**Outline entries for images**
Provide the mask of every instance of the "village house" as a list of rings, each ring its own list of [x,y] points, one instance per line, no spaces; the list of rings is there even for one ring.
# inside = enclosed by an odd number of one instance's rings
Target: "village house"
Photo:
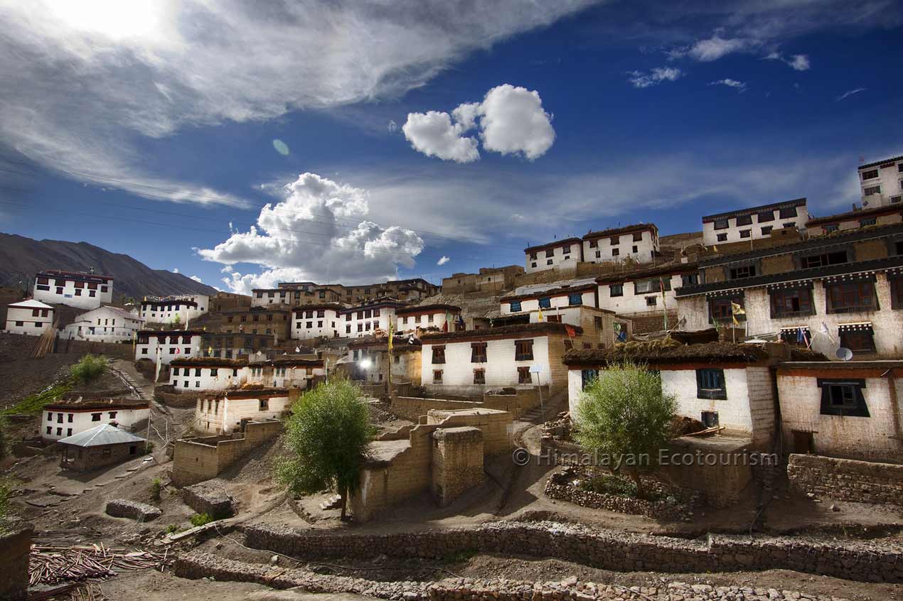
[[[35,300],[79,309],[97,309],[113,302],[113,278],[81,272],[48,269],[34,276]]]
[[[662,391],[677,402],[677,415],[697,420],[706,428],[722,427],[725,434],[748,437],[757,448],[770,448],[776,423],[772,367],[791,352],[780,343],[723,342],[640,347],[629,352],[574,349],[563,359],[568,404],[571,414],[576,415],[586,384],[604,377],[610,364],[629,360],[658,372]]]
[[[61,439],[57,447],[61,448],[61,467],[88,471],[141,457],[147,441],[115,423],[104,423]]]
[[[779,335],[829,357],[903,352],[903,224],[700,261],[703,282],[675,291],[681,328],[736,319],[749,337]]]
[[[208,392],[198,397],[194,430],[230,434],[241,431],[242,422],[281,420],[297,398],[297,390],[261,386]]]
[[[563,323],[517,324],[421,337],[421,383],[431,393],[480,395],[500,387],[567,387],[564,352],[581,347],[583,328]]]
[[[66,326],[63,337],[89,342],[132,342],[144,320],[118,307],[104,306],[82,313]]]
[[[29,299],[6,305],[6,332],[41,336],[53,325],[53,308]]]
[[[169,365],[180,357],[200,356],[203,334],[201,330],[139,329],[135,334],[135,360],[150,359],[156,363],[159,358],[160,363]]]
[[[163,299],[144,299],[138,314],[147,323],[181,323],[205,314],[209,298],[203,294],[168,296]]]
[[[580,238],[565,238],[538,246],[527,246],[524,249],[526,260],[525,271],[533,273],[556,267],[573,270],[583,260],[582,252],[583,241]]]
[[[170,362],[169,384],[178,393],[235,388],[247,378],[248,364],[243,359],[182,357]]]
[[[903,463],[903,361],[784,363],[777,396],[787,452]]]
[[[399,307],[396,310],[396,332],[412,332],[417,328],[435,328],[441,331],[464,329],[461,307],[444,303]]]
[[[903,201],[903,156],[860,165],[862,206],[870,208]]]
[[[95,426],[116,423],[131,430],[151,416],[146,401],[135,399],[90,399],[81,397],[58,401],[44,406],[41,418],[41,436],[46,440],[59,440]]]
[[[337,303],[323,303],[295,307],[292,310],[292,338],[309,340],[311,338],[340,337],[340,327],[344,322],[339,313],[344,309]]]
[[[707,215],[703,217],[703,243],[706,246],[750,243],[771,237],[776,229],[801,229],[808,220],[805,199]]]
[[[658,255],[658,228],[644,223],[590,232],[583,236],[582,259],[586,263],[619,263],[632,259],[652,263]]]

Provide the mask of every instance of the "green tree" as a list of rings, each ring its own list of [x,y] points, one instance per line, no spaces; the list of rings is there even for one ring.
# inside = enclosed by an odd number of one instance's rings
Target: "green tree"
[[[642,496],[640,472],[657,464],[675,410],[657,372],[628,361],[610,365],[581,394],[574,439],[586,450],[611,458],[612,471],[626,467]]]
[[[358,491],[360,467],[377,433],[360,389],[333,378],[305,393],[292,411],[285,423],[291,453],[275,463],[276,479],[295,494],[336,491],[344,520],[348,497]]]

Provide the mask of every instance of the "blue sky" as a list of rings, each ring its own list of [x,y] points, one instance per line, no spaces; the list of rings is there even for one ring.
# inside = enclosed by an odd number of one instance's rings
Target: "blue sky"
[[[225,290],[827,215],[903,153],[900,2],[71,4],[0,1],[0,228]]]

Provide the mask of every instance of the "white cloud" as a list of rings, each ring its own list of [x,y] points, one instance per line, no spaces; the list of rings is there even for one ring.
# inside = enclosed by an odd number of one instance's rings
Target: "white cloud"
[[[479,159],[478,143],[464,134],[478,127],[484,150],[529,161],[545,154],[555,140],[539,93],[510,84],[493,88],[480,103],[459,105],[452,115],[410,113],[402,130],[414,149],[427,156],[470,162]]]
[[[682,75],[681,69],[675,67],[656,67],[650,72],[630,71],[629,81],[634,88],[649,88],[663,81],[676,81]]]
[[[369,211],[366,190],[303,173],[284,189],[284,199],[267,204],[256,226],[232,232],[214,248],[198,249],[205,261],[226,265],[223,282],[237,292],[272,287],[279,281],[359,282],[395,277],[397,266],[413,267],[424,241],[407,228],[383,227],[363,219]],[[356,226],[342,225],[348,219]],[[317,227],[311,226],[315,219]],[[229,268],[264,267],[256,273]]]
[[[834,99],[837,102],[840,102],[841,100],[844,100],[844,99],[850,97],[853,94],[859,94],[860,92],[864,92],[867,89],[869,89],[869,88],[853,88],[853,89],[850,89],[850,90],[847,90],[847,91],[843,92],[842,94],[841,94],[840,96],[838,96]]]
[[[397,97],[592,3],[0,0],[0,140],[80,181],[246,206],[154,174],[142,138]]]
[[[457,162],[470,162],[479,158],[477,139],[461,135],[467,129],[461,124],[452,124],[448,113],[410,113],[402,131],[411,146],[426,156]]]
[[[719,79],[717,81],[710,81],[710,86],[727,86],[728,88],[733,88],[738,92],[746,91],[746,82],[738,81],[737,79],[731,79],[731,78],[725,78],[724,79]]]

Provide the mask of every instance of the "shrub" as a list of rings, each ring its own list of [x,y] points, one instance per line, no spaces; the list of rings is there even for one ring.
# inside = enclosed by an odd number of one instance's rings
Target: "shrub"
[[[72,379],[76,382],[87,384],[94,382],[107,371],[108,363],[107,357],[98,355],[86,355],[79,360],[79,363],[69,368]]]

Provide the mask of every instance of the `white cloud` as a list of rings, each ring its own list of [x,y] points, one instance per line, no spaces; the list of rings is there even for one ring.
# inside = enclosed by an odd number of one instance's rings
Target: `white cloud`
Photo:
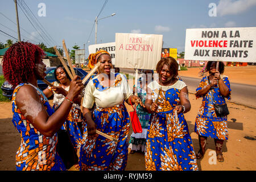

**Work to complete**
Report every line of the items above that contains the string "shrub", copying each such line in full.

**Solution for this problem**
Provide the mask of every instance of the "shrub" as a list of rings, each ring its own list of [x,y] points, one instance per line, no spaces; the list of rings is there even for one ring.
Target: "shrub"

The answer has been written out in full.